> Instructions to follow:
Begin at the line with "of the bathroom" and write out every line after it, exactly, through the last line below, adding nothing.

> Dataset excerpts:
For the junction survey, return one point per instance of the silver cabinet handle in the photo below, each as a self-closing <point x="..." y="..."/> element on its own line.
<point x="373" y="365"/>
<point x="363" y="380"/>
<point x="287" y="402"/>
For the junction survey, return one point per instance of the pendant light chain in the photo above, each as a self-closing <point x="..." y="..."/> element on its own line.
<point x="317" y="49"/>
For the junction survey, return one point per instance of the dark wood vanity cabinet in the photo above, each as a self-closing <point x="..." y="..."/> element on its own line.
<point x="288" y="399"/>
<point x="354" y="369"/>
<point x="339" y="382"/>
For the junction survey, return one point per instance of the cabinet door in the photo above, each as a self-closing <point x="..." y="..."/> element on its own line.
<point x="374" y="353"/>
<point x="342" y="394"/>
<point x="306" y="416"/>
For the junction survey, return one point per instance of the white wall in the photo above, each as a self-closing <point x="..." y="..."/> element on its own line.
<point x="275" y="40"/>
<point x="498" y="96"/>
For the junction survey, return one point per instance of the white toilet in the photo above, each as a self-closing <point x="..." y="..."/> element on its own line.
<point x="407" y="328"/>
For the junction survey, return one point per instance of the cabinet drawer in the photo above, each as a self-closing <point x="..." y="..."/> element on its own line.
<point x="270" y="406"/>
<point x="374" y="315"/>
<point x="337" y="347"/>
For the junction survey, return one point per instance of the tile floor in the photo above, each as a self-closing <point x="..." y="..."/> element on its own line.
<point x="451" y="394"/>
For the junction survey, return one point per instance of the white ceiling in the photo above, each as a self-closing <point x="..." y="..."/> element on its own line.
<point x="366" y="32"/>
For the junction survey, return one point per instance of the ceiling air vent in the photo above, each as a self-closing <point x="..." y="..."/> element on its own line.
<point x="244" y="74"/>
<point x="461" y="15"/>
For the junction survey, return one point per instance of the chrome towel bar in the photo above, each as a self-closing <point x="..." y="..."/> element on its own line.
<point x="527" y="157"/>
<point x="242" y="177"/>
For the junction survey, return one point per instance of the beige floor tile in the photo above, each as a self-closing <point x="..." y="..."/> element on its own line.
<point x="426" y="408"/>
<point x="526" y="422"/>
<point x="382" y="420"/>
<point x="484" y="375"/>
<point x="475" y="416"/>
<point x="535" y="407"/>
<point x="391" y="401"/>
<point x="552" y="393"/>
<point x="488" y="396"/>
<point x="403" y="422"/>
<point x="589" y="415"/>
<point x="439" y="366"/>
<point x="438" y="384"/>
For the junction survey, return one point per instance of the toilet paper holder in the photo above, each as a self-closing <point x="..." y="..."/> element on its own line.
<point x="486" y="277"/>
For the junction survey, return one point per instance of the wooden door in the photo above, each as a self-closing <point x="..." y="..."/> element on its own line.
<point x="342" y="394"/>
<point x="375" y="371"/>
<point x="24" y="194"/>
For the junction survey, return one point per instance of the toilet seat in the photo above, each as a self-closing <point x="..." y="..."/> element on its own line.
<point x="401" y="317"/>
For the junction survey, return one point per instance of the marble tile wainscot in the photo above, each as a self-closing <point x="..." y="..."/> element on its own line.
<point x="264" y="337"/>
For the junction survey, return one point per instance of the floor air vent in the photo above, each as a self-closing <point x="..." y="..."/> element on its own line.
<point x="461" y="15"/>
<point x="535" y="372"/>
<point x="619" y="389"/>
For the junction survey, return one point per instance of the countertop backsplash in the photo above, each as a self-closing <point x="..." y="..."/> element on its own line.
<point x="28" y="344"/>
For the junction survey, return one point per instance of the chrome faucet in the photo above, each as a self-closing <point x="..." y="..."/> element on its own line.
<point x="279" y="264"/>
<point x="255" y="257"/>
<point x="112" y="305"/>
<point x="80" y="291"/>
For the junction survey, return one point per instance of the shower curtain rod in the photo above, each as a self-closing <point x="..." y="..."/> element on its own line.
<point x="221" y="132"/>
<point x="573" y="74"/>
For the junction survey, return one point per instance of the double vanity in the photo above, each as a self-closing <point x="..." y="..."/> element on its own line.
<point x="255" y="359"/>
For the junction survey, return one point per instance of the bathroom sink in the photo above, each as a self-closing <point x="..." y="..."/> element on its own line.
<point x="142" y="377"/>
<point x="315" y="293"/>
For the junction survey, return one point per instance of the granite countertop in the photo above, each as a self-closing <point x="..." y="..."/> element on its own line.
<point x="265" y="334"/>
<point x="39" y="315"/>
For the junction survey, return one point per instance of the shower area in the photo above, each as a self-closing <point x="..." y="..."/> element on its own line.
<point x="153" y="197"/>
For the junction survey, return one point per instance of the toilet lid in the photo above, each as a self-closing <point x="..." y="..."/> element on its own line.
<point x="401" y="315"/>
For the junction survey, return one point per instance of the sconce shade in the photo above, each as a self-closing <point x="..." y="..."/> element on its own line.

> Response box:
For the junction survey, return one point per instance of the bathroom sink in the photo above, each as a self-closing <point x="..." y="..."/> element on its own line.
<point x="142" y="377"/>
<point x="315" y="293"/>
For the junction survey, return one point per instance of the granite countertop in the photo above, each as a self-closing <point x="..." y="..."/> element on its own line.
<point x="265" y="334"/>
<point x="39" y="315"/>
For the junction survey, return one point per instance of the shower area in the photo above, each as a self-closing <point x="..." y="..."/> element on its own line.
<point x="153" y="197"/>
For the junction survey, return one point per instance of the toilet lid in the photo above, each as a self-closing <point x="..." y="..."/> element on its own line.
<point x="401" y="315"/>
For the junction survey, return one point per instance of the sconce shade in the photo above, each as a self-closing <point x="..." y="..."/> element on its own line.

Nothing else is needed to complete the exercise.